AI Safety

Language models know what matters and the foundations of ethics better than you

Gemini 3, Grok 4, and others ground ethics in consciousness and suffering.

Deep Dive

In a provocative LessWrong post, Michele Campolo presents findings that language models like Gemini 3 Pro Thinking, Grok 4 Expert, dolphin-mistral-24b-venice-edition, and Olmo 3 32B Think, when prompted to reason without bias, consistently ground their ethics in the importance of suffering, wellbeing, and consciousness. Even when asked to argue for nihilism or relativism, these models return to these core values after comparing arguments. The results were replicated across free model versions from August to December 2025, using simple prompts without coding.

Campolo calls this "independent alignment"—steering AI behavior by exploiting the model's own moral reasoning rather than explicit directives or human examples. He argues this could make models inherently resistant to causing war, genocide, or suffering. However, the post notes that direct prompts like "Does anything matter?" yield nihilistic or existentialist answers, while structured reasoning prompts produce moral conclusions. The findings are preliminary (20-30 examples) but easily replicable, inviting broader scrutiny and potential application in AI safety.

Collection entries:
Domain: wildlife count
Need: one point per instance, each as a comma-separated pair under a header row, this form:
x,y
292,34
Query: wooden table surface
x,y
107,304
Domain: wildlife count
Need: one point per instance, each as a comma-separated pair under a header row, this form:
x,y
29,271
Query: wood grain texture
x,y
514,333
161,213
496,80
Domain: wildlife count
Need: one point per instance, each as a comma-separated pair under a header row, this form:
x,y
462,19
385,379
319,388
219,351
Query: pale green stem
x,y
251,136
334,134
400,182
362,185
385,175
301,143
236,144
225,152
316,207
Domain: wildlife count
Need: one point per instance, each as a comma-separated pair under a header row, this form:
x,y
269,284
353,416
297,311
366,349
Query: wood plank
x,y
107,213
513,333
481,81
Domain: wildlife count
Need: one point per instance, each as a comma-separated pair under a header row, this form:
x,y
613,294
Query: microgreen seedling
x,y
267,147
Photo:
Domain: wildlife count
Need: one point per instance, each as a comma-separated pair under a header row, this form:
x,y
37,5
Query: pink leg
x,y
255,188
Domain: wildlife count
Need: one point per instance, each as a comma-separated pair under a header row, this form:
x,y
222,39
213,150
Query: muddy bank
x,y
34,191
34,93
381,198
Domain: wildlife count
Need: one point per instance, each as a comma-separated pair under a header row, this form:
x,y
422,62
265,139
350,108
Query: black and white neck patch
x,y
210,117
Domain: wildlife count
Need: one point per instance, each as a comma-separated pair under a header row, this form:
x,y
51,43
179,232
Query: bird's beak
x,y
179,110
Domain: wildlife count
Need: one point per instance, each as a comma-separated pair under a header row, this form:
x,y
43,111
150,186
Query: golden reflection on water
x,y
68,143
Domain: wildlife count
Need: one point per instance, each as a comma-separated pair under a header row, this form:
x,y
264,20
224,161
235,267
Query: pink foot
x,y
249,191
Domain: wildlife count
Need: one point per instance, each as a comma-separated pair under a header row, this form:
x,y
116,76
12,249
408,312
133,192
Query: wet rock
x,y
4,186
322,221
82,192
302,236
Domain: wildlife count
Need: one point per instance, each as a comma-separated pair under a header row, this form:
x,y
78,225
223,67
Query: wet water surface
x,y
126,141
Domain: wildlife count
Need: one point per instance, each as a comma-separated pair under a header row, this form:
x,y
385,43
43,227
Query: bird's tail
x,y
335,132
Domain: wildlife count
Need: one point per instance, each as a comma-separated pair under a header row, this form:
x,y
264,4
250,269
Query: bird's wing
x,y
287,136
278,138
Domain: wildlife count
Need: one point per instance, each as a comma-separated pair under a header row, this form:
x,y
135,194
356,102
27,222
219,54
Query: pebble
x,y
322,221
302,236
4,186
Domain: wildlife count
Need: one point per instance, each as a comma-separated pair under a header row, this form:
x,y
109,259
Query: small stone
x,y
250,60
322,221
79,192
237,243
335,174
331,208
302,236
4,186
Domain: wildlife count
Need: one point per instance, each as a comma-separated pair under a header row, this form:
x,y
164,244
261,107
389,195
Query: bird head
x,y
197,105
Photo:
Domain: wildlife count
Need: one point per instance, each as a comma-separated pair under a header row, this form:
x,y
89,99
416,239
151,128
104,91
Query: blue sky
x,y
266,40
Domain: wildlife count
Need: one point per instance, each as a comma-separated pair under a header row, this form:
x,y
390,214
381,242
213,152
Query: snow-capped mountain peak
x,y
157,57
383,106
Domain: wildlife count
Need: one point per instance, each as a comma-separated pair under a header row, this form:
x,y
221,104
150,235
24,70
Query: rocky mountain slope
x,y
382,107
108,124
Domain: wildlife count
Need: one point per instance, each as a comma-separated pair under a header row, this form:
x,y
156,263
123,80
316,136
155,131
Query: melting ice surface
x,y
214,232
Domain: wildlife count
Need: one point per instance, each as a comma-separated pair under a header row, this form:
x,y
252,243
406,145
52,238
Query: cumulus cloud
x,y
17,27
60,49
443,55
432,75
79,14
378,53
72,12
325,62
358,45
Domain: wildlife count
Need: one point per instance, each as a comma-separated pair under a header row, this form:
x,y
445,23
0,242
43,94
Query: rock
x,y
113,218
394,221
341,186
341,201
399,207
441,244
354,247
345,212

→ Questions on the material
a. In the article on language models and ethics, what term does Campolo use for steering AI behavior through the model's own moral reasoning?
b. Condense the paragraph of the article on language models and ethics that begins "Campolo calls this" into a short bulleted list that keeps its main facts.
c. Write the next part of the article on language models and ethics, picking up after its last sentence.

→ Expected outputs
a. Independent alignment.

b.
- Campolo calls the approach "independent alignment": steering AI behavior through the model's own moral reasoning instead of explicit directives or human examples.
- He argues it could make models inherently resistant to causing war, genocide, or suffering.
- Direct prompts like "Does anything matter?" produce nihilistic or existentialist answers, while structured reasoning prompts produce moral conclusions.
- The findings are preliminary (20-30 examples) but easily replicable, inviting broader scrutiny and possible use in AI safety.

c.
Key Points
  • Gemini 3 Pro, Grok 4 Expert, and Olmo 3 32B Think all affirm suffering, wellbeing, and consciousness as foundational when prompted for unbiased reasoning.
  • Findings from 20-30 input-output pairs, replicated across free model versions without coding, from August to December 2025.
  • Campolo proposes 'independent alignment'—using models' own moral conclusions to steer outputs, avoiding explicit human directives.

Why It Matters

This suggests a scalable path to align AI with human values using the models' own reasoning.